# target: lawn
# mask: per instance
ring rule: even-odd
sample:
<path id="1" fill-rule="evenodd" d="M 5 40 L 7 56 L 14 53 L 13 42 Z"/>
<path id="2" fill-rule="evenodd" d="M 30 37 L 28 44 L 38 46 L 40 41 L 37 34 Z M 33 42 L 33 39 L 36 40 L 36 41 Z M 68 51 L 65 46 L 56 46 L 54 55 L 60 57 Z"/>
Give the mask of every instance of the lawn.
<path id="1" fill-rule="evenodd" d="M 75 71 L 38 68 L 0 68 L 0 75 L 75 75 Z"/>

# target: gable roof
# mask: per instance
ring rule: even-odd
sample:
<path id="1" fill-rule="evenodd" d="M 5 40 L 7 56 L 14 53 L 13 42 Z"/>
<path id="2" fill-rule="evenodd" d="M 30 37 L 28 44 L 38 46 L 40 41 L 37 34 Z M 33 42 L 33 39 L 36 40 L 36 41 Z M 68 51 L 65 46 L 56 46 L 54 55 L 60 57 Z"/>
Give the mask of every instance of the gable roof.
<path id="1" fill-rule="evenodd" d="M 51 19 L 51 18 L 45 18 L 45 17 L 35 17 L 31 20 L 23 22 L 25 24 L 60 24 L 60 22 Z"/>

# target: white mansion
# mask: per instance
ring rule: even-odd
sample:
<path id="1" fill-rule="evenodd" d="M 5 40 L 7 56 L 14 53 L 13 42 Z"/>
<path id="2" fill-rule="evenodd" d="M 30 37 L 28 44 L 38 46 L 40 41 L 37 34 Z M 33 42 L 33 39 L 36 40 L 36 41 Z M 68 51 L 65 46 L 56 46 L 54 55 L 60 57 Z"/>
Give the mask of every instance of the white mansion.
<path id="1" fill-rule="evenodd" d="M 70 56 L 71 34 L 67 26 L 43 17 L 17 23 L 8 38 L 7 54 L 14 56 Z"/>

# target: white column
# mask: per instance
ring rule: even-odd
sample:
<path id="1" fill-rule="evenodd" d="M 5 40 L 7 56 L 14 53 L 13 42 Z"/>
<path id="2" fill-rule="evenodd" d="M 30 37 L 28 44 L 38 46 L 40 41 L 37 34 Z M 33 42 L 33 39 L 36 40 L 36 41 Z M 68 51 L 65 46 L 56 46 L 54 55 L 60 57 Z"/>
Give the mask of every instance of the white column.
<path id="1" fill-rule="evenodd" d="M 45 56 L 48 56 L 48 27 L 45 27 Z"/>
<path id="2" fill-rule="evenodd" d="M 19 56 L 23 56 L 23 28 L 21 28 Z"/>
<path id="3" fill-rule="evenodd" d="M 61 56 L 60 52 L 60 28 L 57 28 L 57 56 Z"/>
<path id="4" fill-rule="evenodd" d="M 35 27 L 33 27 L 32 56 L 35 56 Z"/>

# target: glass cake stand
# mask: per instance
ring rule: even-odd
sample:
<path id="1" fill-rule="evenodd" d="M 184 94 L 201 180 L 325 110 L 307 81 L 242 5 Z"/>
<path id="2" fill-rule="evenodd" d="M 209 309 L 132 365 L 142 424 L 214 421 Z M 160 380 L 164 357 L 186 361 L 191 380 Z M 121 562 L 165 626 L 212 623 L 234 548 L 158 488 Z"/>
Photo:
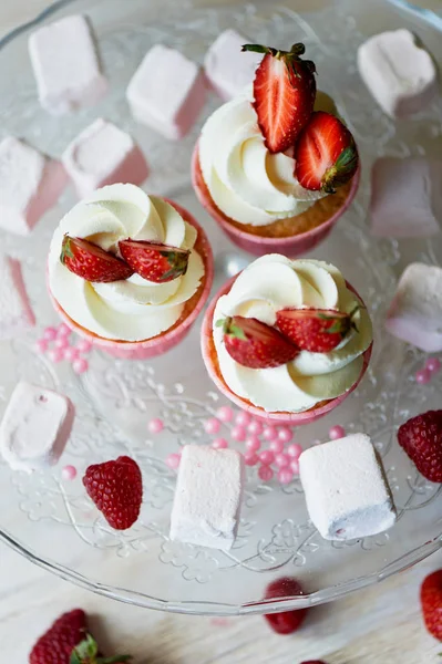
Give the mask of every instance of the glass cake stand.
<path id="1" fill-rule="evenodd" d="M 442 495 L 421 477 L 395 439 L 398 425 L 411 415 L 440 407 L 442 373 L 424 386 L 414 373 L 425 357 L 389 336 L 383 319 L 402 268 L 411 260 L 441 263 L 441 242 L 374 240 L 368 232 L 369 177 L 373 159 L 383 154 L 440 154 L 441 101 L 408 122 L 394 124 L 374 104 L 354 64 L 358 45 L 376 31 L 408 27 L 442 61 L 441 21 L 402 2 L 342 0 L 310 13 L 296 13 L 274 2 L 235 7 L 196 7 L 179 2 L 154 15 L 145 0 L 64 0 L 0 44 L 1 132 L 29 139 L 59 156 L 66 143 L 97 116 L 132 133 L 144 148 L 152 175 L 147 190 L 168 196 L 205 224 L 216 248 L 214 288 L 243 268 L 250 257 L 236 249 L 199 207 L 191 188 L 191 152 L 203 117 L 179 143 L 162 139 L 137 125 L 124 92 L 131 74 L 155 42 L 176 46 L 202 62 L 207 46 L 227 27 L 248 39 L 281 48 L 302 41 L 316 61 L 318 86 L 337 102 L 358 142 L 362 184 L 351 209 L 315 257 L 340 267 L 363 297 L 374 322 L 376 343 L 364 381 L 345 404 L 323 419 L 300 427 L 304 446 L 326 440 L 342 424 L 374 440 L 392 488 L 399 520 L 389 532 L 349 542 L 326 542 L 308 519 L 298 478 L 282 486 L 263 483 L 248 469 L 238 538 L 232 551 L 204 549 L 168 539 L 175 471 L 166 456 L 187 443 L 209 443 L 204 424 L 227 405 L 208 380 L 199 354 L 198 324 L 188 339 L 151 362 L 115 361 L 102 352 L 90 355 L 89 371 L 78 376 L 68 363 L 51 364 L 34 350 L 44 326 L 55 323 L 45 292 L 49 241 L 60 217 L 74 204 L 72 190 L 38 225 L 19 239 L 1 234 L 2 249 L 23 263 L 24 279 L 38 318 L 37 329 L 0 344 L 0 415 L 19 380 L 68 394 L 76 406 L 73 435 L 59 466 L 28 476 L 0 463 L 0 539 L 30 561 L 100 594 L 151 609 L 201 614 L 263 613 L 338 599 L 382 581 L 422 560 L 442 546 Z M 60 118 L 40 108 L 28 56 L 28 37 L 37 24 L 84 12 L 94 24 L 111 86 L 95 107 Z M 219 100 L 210 95 L 206 117 Z M 151 434 L 160 417 L 165 427 Z M 233 424 L 217 434 L 232 446 Z M 136 525 L 116 532 L 107 527 L 85 496 L 81 476 L 91 463 L 134 457 L 144 476 L 144 504 Z M 73 481 L 61 469 L 72 464 Z M 296 575 L 304 596 L 261 601 L 268 582 Z"/>

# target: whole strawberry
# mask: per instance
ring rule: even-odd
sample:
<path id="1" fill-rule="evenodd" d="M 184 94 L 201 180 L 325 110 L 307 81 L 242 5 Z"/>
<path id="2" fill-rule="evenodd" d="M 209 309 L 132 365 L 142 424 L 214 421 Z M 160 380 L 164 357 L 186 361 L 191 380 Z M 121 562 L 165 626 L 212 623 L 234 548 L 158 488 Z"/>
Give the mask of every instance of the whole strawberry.
<path id="1" fill-rule="evenodd" d="M 299 581 L 290 577 L 282 577 L 281 579 L 273 581 L 267 587 L 265 599 L 269 600 L 300 594 L 304 593 Z M 291 611 L 284 611 L 282 613 L 268 613 L 265 614 L 264 618 L 278 634 L 291 634 L 300 627 L 307 612 L 308 609 L 294 609 Z"/>
<path id="2" fill-rule="evenodd" d="M 359 157 L 351 133 L 335 115 L 317 111 L 295 146 L 295 175 L 305 189 L 332 194 L 357 172 Z"/>
<path id="3" fill-rule="evenodd" d="M 234 315 L 217 321 L 224 331 L 227 353 L 248 369 L 271 369 L 287 364 L 299 353 L 278 330 L 257 319 Z"/>
<path id="4" fill-rule="evenodd" d="M 113 253 L 101 247 L 65 235 L 61 246 L 60 260 L 71 272 L 86 281 L 110 282 L 129 279 L 133 269 Z"/>
<path id="5" fill-rule="evenodd" d="M 315 64 L 302 60 L 304 44 L 278 51 L 258 44 L 245 44 L 243 51 L 264 53 L 254 81 L 254 108 L 270 153 L 280 153 L 295 144 L 315 106 Z"/>
<path id="6" fill-rule="evenodd" d="M 421 587 L 421 606 L 428 631 L 442 641 L 442 570 L 424 579 Z"/>
<path id="7" fill-rule="evenodd" d="M 187 271 L 191 252 L 146 240 L 122 240 L 120 252 L 131 268 L 154 283 L 166 283 Z"/>
<path id="8" fill-rule="evenodd" d="M 398 442 L 423 477 L 442 483 L 442 411 L 428 411 L 402 424 Z"/>
<path id="9" fill-rule="evenodd" d="M 282 334 L 302 351 L 329 353 L 356 329 L 351 313 L 326 309 L 281 309 L 276 324 Z"/>
<path id="10" fill-rule="evenodd" d="M 86 468 L 83 485 L 107 523 L 126 530 L 135 523 L 143 499 L 142 475 L 127 456 Z"/>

□ □ □ □

**Problem description**
Quote everything from the line containing "# target: gable roof" down to the line containing "51 19 L 51 18", inclusive, reproducing each line exactly.

**Output for this task**
# target: gable roof
# mask: per instance
ring rule: even-odd
sample:
<path id="1" fill-rule="evenodd" d="M 5 40 L 7 56 L 14 53 L 13 42 Z"/>
<path id="2" fill-rule="evenodd" d="M 30 37 L 28 44 L 38 46 L 40 41 L 37 34 Z M 33 42 L 33 39 L 36 40 L 36 41 Z M 68 51 L 65 46 L 56 46 L 54 55 L 60 57 Z"/>
Give the mask of every instance of the gable roof.
<path id="1" fill-rule="evenodd" d="M 51 19 L 51 18 L 45 18 L 45 17 L 35 17 L 31 20 L 23 22 L 25 24 L 60 24 L 60 22 Z"/>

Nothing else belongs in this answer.